● Text

- - -

Stadtrat Tiefschläge im Kampf gegen Formella?

Haan · Heute wird im Stadtrat über den Antrag von SPD und CDU entschieden, die Erste Beigeordnete der Stadt Haan abzuwählen. Mit allen Mitteln?

 Dagmar Formella sitzt seit dem Urteil vergangene Woche wieder in ihrem Büro.	  	 foto: stephan köhlen

Dagmar Formella sitzt seit dem Urteil vergangene Woche wieder in ihrem Büro.   foto: stephan köhlen

Foto: Köhlen, Stephan (teph)

Wenige Stunden, bevor heute über den Abwahlantrag von SPD und CDU gegen Dagmar Formella entschieden werden soll, wird die Gangart offenbar deutlich ruppiger – und es sieht so aus, als würde auch in die Trickkiste gegriffen, um die Entfernung der Wahlbeamtin zu rechtfertigen, gegen die zurzeit ein Ermittlungsverfahren  der Staatsanwaltschaft läuft.

Es geht um den Vorwurf, einem Sicherheitsunternehmen im Bereich der Überwachung von Unterkünften für Flüchtlinge Aufträge „zugeschanzt“ und persönliche Vorteile daraus gezogen zu haben. Bisher ist zwar noch nicht einmal klar, ob der Anfangsverdacht für ein Strafverfahren gegen Formella ausreicht, doch wird mit den Informationen offenbar politisch Stimmung gemacht.

So hat Bürgermeisterin Bettina Warnecke nach RP-Informationen die Politiker Anfang der Woche sowohl im Rechnungsprüfungsausschuss als auch im Haupt-und Finanzausschuss im nicht öffentlichen Teil mit einer Vergleichsrechnung aus den Ermittlungsunterlagen vertraut gemacht, die belegen soll, dass das Verhalten der Ersten Beigeordneten für die Stadt einen großen finanziellen Schaden bedeutet hat.

Die entsprechende Erhebung dazu wurde nach RP-Informationen beim Rechnungsprüfungsamt des Kreises Mettmann gezielt in Auftrag gegeben. Die Untersuchung fand jedenfalls nicht im Rahmen einer Routine-Überprüfung statt.

Das Ergebnis wirkt auf den ersten Blick überzeugend. Der Stadt  Haan sei ein „fiktiver Schaden“ von 137.246,37 Euro entstanden, heißt es in der Auflistung. Wer indes weiter forscht, stellt schnell fest, dass als Vergleichswert das Ergebnis der Stadt Monheim herangezogen wurde. Die steht kreisweit bestens da  – wäre als Referenz ein anderer Nachbar genommen worden, wäre das Ergebnis schlechter als Haans ausgefallen – zumal auch Monate eingerechnet wurden, in denen die Stadt den Auftrag schon ausgeschrieben hatte.

- - -

● Übungsdaten
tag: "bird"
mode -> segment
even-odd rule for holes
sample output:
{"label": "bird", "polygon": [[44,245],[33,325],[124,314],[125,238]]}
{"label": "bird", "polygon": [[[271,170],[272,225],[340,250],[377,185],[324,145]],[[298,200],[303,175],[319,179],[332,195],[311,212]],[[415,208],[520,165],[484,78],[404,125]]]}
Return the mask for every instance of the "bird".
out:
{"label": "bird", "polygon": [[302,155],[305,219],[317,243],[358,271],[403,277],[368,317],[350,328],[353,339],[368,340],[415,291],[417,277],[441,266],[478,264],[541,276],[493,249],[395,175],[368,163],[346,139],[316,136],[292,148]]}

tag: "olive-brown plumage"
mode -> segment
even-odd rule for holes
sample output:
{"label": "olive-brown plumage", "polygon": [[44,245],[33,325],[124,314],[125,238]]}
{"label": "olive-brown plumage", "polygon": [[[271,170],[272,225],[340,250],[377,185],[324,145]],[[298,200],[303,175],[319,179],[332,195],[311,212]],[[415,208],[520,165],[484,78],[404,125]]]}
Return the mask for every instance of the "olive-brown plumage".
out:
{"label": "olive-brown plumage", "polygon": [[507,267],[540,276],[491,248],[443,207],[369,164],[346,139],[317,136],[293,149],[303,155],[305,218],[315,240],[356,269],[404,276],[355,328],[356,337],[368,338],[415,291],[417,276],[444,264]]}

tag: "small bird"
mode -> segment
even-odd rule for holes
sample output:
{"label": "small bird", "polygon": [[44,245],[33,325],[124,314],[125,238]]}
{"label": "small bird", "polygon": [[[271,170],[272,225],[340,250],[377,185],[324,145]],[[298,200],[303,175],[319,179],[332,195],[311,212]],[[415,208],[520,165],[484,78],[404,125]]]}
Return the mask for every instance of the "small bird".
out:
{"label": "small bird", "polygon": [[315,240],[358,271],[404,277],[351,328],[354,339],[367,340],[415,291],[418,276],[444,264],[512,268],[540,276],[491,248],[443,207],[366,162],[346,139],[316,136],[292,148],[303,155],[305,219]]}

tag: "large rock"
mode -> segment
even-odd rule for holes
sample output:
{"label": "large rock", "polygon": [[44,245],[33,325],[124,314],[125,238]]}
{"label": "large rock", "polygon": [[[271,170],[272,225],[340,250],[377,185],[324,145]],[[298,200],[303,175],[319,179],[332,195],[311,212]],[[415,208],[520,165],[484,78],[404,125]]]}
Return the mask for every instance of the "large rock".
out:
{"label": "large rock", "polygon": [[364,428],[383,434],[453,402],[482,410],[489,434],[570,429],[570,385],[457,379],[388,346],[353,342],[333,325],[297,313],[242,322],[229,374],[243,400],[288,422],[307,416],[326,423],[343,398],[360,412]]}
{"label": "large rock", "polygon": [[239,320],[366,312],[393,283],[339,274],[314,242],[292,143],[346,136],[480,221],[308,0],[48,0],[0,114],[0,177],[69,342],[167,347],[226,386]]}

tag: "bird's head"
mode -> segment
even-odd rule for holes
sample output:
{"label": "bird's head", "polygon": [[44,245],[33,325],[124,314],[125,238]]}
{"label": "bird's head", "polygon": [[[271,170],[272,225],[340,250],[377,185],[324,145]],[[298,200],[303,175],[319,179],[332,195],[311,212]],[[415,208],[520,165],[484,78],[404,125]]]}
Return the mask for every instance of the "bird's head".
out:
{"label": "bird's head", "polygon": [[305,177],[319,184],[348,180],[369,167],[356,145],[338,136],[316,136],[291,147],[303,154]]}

- - -

● Zu erledigen
Geben Sie aus dem Text den Abschnitt wortgetreu wieder, der mit den Worten „Haan · Heute“ einsetzt und mit „der Staatsanwaltschaft läuft.“ schließt. Die Einträge sind eigenständiges Material und gehören nicht zum Text.

● Ergebnis
Haan · Heute wird im Stadtrat über den Antrag von SPD und CDU entschieden, die Erste Beigeordnete der Stadt Haan abzuwählen. Mit allen Mitteln?

 Dagmar Formella sitzt seit dem Urteil vergangene Woche wieder in ihrem Büro.	  	 foto: stephan köhlen

Dagmar Formella sitzt seit dem Urteil vergangene Woche wieder in ihrem Büro.   foto: stephan köhlen

Foto: Köhlen, Stephan (teph)

Wenige Stunden, bevor heute über den Abwahlantrag von SPD und CDU gegen Dagmar Formella entschieden werden soll, wird die Gangart offenbar deutlich ruppiger – und es sieht so aus, als würde auch in die Trickkiste gegriffen, um die Entfernung der Wahlbeamtin zu rechtfertigen, gegen die zurzeit ein Ermittlungsverfahren  der Staatsanwaltschaft läuft.